## [Exercise requirements]
Lines from the one containing "column 464, row 2" through the last line of the data below are to be returned exactly; leave out the rest.

## [Data shown]
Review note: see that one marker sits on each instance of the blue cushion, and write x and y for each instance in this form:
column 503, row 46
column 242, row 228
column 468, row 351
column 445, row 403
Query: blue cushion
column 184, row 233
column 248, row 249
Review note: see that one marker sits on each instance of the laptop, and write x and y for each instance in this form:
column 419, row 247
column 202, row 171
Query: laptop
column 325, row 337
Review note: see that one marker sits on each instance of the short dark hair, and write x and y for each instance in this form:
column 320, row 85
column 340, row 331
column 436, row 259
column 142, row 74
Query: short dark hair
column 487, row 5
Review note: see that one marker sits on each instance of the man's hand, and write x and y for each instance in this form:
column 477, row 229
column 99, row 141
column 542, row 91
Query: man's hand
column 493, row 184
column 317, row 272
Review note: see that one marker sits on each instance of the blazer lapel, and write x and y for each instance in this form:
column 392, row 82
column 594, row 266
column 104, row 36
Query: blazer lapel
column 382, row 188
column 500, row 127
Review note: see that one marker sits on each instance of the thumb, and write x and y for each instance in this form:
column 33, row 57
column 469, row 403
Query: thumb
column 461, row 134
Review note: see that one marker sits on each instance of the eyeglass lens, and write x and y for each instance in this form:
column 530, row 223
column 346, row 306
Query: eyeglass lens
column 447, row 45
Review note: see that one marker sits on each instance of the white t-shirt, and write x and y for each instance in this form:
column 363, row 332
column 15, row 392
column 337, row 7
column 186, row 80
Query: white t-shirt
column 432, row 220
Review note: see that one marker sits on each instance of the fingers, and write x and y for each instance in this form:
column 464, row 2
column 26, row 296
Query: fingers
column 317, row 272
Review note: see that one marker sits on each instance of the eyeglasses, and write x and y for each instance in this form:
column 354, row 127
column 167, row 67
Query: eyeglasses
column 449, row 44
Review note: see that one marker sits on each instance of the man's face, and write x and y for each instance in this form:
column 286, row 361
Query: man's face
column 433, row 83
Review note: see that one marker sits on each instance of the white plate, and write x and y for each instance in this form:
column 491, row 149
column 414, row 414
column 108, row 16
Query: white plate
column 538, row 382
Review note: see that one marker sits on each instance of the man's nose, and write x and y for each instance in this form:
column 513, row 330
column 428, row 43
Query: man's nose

## [Written response]
column 464, row 2
column 26, row 296
Query: fingers
column 317, row 272
Review note: see that one marker sits on each instance of the eyeglasses, and write x and y for each instance in this form:
column 354, row 127
column 167, row 67
Query: eyeglasses
column 449, row 44
Review note: see that one marker sits on each instance of the man's face, and write x and y for each instance in this form:
column 286, row 361
Query: man's face
column 433, row 83
Review note: see that one marker sits on each instance of the white plate, and write x and y for each instance in this form:
column 491, row 149
column 414, row 414
column 108, row 16
Query: white plate
column 538, row 382
Review note: see that one marker sits on each instance of the man's nose, and write x and y for each instance in this form:
column 513, row 330
column 428, row 43
Query: man's nose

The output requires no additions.